TASK TO COMPLETE: Take the listing from its first line through the line containing "[(304, 947)]", swap "church" for "bell tower", and write those lines out again otherwise unchanged, leaving the pictures out.

DATASET ENTRIES:
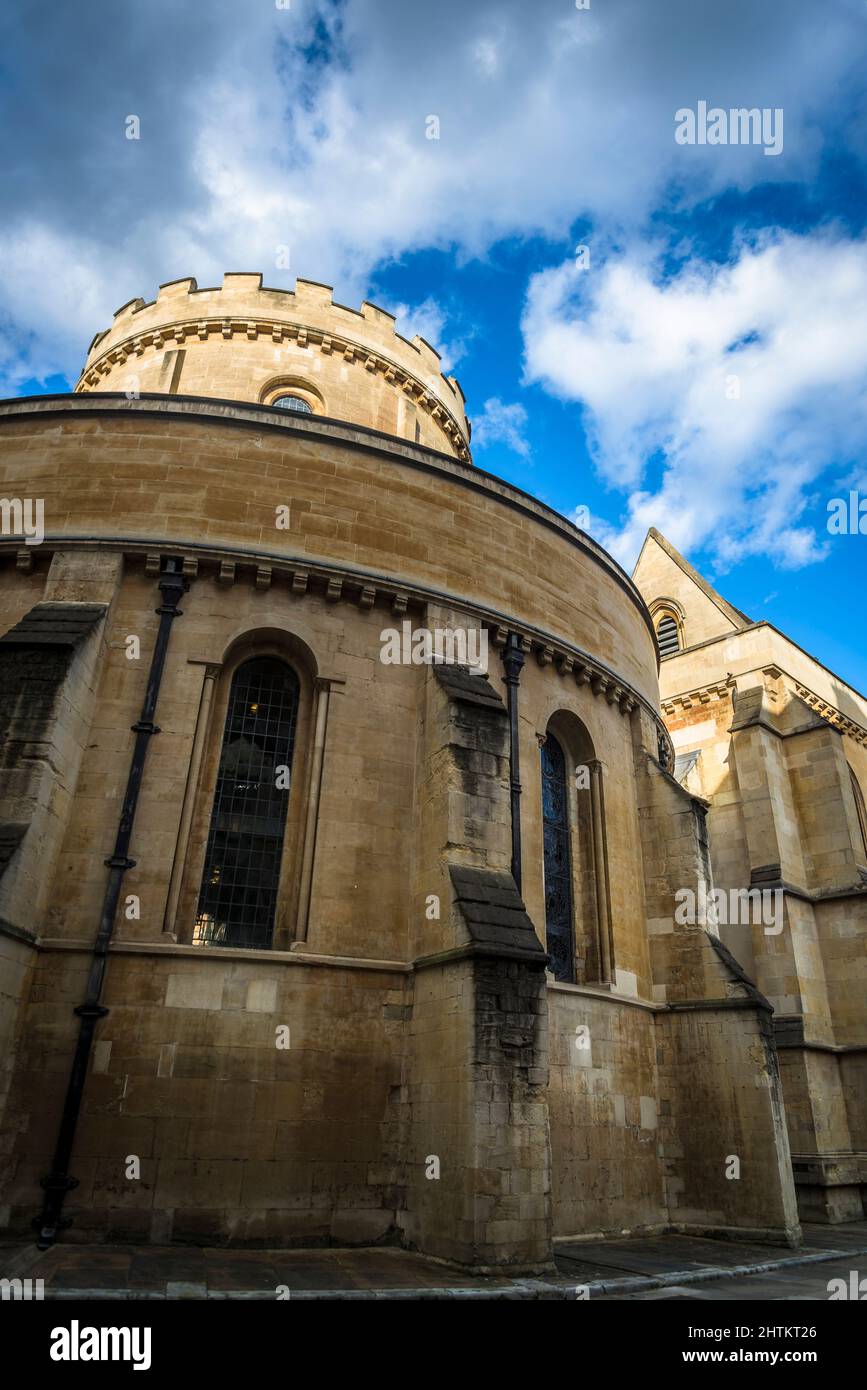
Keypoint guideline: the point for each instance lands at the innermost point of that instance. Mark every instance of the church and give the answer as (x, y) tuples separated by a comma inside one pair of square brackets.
[(304, 947)]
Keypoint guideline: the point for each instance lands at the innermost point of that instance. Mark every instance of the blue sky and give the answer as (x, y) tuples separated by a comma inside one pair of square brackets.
[(600, 380)]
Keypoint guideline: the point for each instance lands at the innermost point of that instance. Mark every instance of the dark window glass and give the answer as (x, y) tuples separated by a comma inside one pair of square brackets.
[(667, 637), (557, 862), (242, 861)]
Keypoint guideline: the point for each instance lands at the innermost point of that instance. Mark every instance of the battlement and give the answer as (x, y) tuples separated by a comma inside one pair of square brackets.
[(243, 305)]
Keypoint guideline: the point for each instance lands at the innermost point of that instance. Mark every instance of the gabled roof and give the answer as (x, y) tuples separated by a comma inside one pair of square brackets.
[(738, 619)]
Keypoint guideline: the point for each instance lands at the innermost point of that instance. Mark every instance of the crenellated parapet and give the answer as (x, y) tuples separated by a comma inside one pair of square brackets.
[(248, 342)]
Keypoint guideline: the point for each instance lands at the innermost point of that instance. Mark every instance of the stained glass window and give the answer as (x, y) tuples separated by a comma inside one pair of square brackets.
[(557, 862), (242, 862)]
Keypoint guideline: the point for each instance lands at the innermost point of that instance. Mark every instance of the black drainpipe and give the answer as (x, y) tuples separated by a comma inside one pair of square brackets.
[(59, 1182), (513, 662)]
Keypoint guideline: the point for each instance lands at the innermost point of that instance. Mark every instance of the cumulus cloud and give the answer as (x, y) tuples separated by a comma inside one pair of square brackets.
[(717, 396), (499, 423), (304, 128)]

RESULT:
Keypoint guideline: the point for each instance lands at the innermost point of that instance. Mark every instance of the bell tower and give the answer as (x, y) tuples separated by a comma inside one pair of square brackets.
[(304, 947)]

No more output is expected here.